§ **Written request**: Without the pictures, copy all the entries below exactly.

§ **Data for this task**:
===============

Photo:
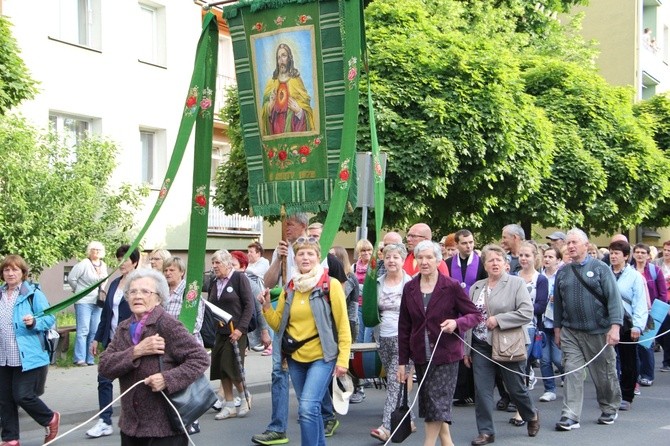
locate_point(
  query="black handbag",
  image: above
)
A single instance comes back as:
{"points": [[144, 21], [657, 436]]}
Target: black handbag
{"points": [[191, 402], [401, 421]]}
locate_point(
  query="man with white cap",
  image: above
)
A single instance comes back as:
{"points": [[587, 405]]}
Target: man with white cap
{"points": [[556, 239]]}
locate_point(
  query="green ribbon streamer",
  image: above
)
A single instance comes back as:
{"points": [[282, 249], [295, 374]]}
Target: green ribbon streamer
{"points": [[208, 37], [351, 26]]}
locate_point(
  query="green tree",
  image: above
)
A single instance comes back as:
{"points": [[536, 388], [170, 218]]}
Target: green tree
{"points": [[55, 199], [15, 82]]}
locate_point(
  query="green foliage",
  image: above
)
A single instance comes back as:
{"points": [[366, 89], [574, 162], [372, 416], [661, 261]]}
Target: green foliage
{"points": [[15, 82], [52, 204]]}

===============

§ **Task output**:
Photo:
locate_point(
  query="black handbag",
  image: above
)
A single instance comes back as:
{"points": [[144, 21], [657, 436]]}
Target: black handbag
{"points": [[191, 402], [401, 421]]}
locate_point(
  query="man with white cap",
  image: above
)
A single instance comes back as:
{"points": [[587, 405]]}
Target: man with white cap
{"points": [[556, 239]]}
locate_point(
  query="green ribbon streamer",
  image: above
)
A single instance comes back as:
{"points": [[282, 249], [295, 374]]}
Target: green ribbon streamer
{"points": [[208, 37], [351, 26]]}
locate_point(
  query="green tree",
  image: above
)
A single instance comes back as:
{"points": [[536, 388], [170, 218]]}
Target: green tree
{"points": [[55, 199], [15, 82]]}
locate_point(
  query="green foliage",
  image: above
)
A single instance comes back as:
{"points": [[366, 89], [574, 162], [372, 416], [661, 261]]}
Target: green foliage
{"points": [[15, 82], [52, 204]]}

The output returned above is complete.